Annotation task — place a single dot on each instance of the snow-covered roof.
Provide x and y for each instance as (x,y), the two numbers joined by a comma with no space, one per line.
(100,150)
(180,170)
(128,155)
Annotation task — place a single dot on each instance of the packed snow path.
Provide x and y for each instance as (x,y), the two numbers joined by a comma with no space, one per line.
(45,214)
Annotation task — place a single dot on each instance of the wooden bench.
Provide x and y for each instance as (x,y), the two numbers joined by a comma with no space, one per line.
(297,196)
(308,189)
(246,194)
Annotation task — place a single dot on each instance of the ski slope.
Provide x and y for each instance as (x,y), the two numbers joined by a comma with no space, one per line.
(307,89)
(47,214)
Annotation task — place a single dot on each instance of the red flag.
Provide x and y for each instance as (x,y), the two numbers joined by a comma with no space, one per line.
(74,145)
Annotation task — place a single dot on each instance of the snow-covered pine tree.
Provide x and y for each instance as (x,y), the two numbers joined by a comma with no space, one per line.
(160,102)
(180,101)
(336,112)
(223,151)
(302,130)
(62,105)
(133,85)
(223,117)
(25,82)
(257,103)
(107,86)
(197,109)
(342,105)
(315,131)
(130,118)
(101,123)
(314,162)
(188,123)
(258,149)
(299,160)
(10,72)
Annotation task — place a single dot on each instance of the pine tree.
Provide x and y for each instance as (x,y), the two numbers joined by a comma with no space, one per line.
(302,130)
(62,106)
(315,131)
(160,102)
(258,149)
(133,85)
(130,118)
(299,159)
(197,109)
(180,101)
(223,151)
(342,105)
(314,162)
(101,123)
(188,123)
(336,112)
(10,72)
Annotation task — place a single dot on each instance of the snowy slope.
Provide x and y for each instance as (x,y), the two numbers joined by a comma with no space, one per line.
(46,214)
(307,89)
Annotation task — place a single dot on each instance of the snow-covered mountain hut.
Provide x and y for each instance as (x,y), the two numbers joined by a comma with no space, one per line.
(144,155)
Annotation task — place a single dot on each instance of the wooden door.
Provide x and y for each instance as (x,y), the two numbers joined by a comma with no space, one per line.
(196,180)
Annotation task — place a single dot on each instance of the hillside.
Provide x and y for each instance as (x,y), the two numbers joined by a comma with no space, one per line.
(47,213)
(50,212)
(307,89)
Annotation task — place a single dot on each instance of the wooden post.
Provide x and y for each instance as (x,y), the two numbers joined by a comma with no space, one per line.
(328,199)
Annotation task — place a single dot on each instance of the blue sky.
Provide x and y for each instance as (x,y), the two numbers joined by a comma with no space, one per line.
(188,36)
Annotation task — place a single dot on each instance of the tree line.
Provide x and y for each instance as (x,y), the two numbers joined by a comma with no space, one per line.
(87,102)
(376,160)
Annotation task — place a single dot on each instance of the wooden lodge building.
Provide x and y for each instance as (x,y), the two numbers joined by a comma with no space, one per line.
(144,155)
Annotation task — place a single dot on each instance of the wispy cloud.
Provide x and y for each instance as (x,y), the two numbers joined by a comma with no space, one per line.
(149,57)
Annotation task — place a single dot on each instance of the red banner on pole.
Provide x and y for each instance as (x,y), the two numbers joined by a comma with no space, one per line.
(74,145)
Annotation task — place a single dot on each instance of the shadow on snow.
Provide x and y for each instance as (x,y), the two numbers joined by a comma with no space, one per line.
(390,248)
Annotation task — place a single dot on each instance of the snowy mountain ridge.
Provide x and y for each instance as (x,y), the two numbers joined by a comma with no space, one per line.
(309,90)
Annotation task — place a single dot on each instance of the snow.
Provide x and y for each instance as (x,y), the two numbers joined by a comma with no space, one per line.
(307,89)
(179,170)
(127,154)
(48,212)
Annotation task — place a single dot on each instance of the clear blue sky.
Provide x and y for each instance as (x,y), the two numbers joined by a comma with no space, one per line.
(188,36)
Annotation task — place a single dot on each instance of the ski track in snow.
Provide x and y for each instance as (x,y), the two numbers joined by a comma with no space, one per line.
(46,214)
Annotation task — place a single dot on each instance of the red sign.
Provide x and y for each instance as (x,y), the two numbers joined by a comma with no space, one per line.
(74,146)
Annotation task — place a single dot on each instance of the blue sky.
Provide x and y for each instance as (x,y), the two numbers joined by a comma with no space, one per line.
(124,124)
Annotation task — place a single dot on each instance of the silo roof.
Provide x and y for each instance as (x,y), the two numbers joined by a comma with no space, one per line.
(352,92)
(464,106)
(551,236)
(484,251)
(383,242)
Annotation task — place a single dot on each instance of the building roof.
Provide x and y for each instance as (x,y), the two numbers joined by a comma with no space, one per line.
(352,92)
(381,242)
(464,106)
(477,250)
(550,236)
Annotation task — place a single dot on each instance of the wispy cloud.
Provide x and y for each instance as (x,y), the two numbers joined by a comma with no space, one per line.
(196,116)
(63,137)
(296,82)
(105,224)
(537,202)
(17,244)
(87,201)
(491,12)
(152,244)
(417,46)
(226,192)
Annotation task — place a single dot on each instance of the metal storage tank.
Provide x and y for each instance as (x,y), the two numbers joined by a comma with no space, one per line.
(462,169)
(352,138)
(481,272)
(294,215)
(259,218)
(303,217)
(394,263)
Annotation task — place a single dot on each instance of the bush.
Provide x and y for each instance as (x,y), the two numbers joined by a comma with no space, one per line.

▶ _WHAT YOU SHOULD DO_: Go through the listing above and restate it word for word.

▶ _SOLUTION_:
Annotation task — place a single dot on each instance of the snow-covered roof.
Provide x and y for each instance as (x,y), the two numbers joined by a comma with no space, one per line.
(100,150)
(180,170)
(128,155)
Annotation task — place a single dot on each instance of the packed snow path.
Provide x and y for each instance as (x,y), the two numbers joined by a comma with no space, one per line.
(45,214)
Annotation task — place a single dot on each instance of the wooden bench.
Provide x and y for each instance as (x,y), the two numbers joined by a comma with no space, one per line.
(297,196)
(308,189)
(246,194)
Annotation task — place a single dot on each instance of the ski slope.
Provide x and y for each instance as (x,y), the two numbers joined by a comma with no space, one per line.
(307,89)
(47,214)
Annotation task — place a single dot on each instance of the red flag.
Provide x and y for each instance as (x,y), the two numbers joined by a comma with no space, one per line.
(74,145)
Annotation task — place a single dot on each instance of the snow-covered pine tree.
Provide x and y for each instance as (x,y), the two numbers joined by a comma with no space, one per line.
(160,102)
(180,101)
(336,112)
(223,151)
(302,130)
(62,105)
(133,85)
(223,117)
(25,82)
(257,103)
(107,86)
(197,109)
(342,105)
(315,131)
(130,118)
(101,123)
(314,162)
(188,123)
(258,149)
(299,160)
(10,72)
Annotation task — place a single dot on each instance of the pine tree.
Provide x and y for each instance as (x,y), the two numbers joined by a comma with no space, one per line.
(302,130)
(62,106)
(315,131)
(160,102)
(258,149)
(133,85)
(130,118)
(299,159)
(197,109)
(180,101)
(223,151)
(342,105)
(314,162)
(101,123)
(188,123)
(336,112)
(10,72)
Annotation task — place a single dot on each instance of the snowy slope.
Provide x and y for each instance as (x,y), the two numbers joined by a comma with no space, one per line.
(46,214)
(307,89)
Annotation task — place a single dot on each instance of the snow-covered mountain hut.
Provide x and y for each instance as (x,y), the two numbers joined by a comma with no space, one per line.
(144,155)
Annotation task — place a single dot on each instance of the wooden door.
Provide x and y for each instance as (x,y), the two numbers joined by a comma with no space, one per line.
(196,180)
Annotation task — place a single dot on each instance of the hillside.
Provide x and y for each instance as (x,y), the two numbers joined by a comma with no space, one per line.
(47,213)
(50,212)
(307,89)
Annotation task — place a single dot on each instance of the wooden post.
Provide x and y for each instance as (x,y), the two numbers joined by a comma with no space, one per line.
(328,199)
Annotation task — place a single dot on each instance of the blue sky.
Provide x and y for each instance as (x,y), the two numbers joined by a comma with no space, one per line.
(188,36)
Annotation task — place a single dot on each instance of the tree line.
Provide x and y for each instance as (x,y), the two numbers joined by a comma with no space, one per line.
(87,102)
(376,160)
Annotation task — place a single dot on each instance of the wooden lodge building.
Provide x and y for each instance as (x,y), the two numbers joined by a comma with no space, one per line.
(144,155)
Annotation task — place a single dot on each instance of the wispy cloud.
Provide x and y for each instance as (x,y), the two numbers joined by a comma with no space, one per line.
(149,57)
Annotation task — place a single dot on each instance of the red banner on pole.
Provide x and y for each instance as (x,y), the two numbers joined by a comma with no space, one per line.
(74,145)
Annotation task — place a single dot on each instance of the shadow on snow.
Provide x and y for each instance as (x,y), the two numbers joined by a comma with no space, one per line.
(390,248)
Annotation task — place a single dot on each instance of the snowy mountain ridge.
Provide x and y for each instance as (x,y), the two numbers joined by a comma with no space, one per line.
(309,90)
Annotation task — place a single dot on each instance of the snow.
Provide x and y for each instance as (x,y), the two numbers joined by a comma with no space, one per line.
(307,89)
(179,170)
(127,154)
(48,212)
Annotation task — place a single dot on each instance of the clear blue sky.
Provide x and y for each instance as (x,y), the two numbers joined by a comma with no space, one per line.
(188,36)
Annotation task — place a single dot on each instance of the ski track in snow.
Provide x and y for each instance as (x,y), the two numbers joined by a comma with no space, one per line.
(46,214)
Annotation task — place a single dot on each instance of the red sign.
Provide x and y for each instance as (x,y), the two numbers joined by a comma with no space, one per line.
(74,146)
Annotation task — place a single dot on each instance of the blue sky.
Provide x and y for each instance as (x,y), the two numbers joined by a comma with no space, one per line.
(124,124)
Annotation task — place a single dot on each instance of the silo roof.
Provide x and y for each instance as (x,y), the two numbers joined by a comma with no space, one per line.
(352,92)
(464,106)
(551,236)
(484,251)
(383,242)
Annotation task — place a single dot on each instance of the building roof.
Provide x and y for each instance as (x,y), the two numbers joined by a comma with no space, one per line.
(352,92)
(381,242)
(464,106)
(477,250)
(550,236)
Annotation task — place a single dot on each instance of the wispy cloud.
Provide x and y for each instance as (x,y), the two numbers joined by a comma with no space, one per line.
(196,116)
(63,137)
(296,82)
(105,224)
(537,202)
(17,244)
(87,201)
(491,12)
(152,244)
(417,46)
(226,192)
Annotation task — place a single dot on each instance of the metal storage tank.
Provide x and y for each instance as (x,y), the two numbers joined by a comma with no space, one per line.
(462,169)
(352,138)
(481,272)
(294,215)
(259,218)
(303,217)
(394,263)
Annotation task — place a single dot on each instance of the bush.
Provide x and y for each instance as (x,y), the two numbers joined by a comma with no space, one per line.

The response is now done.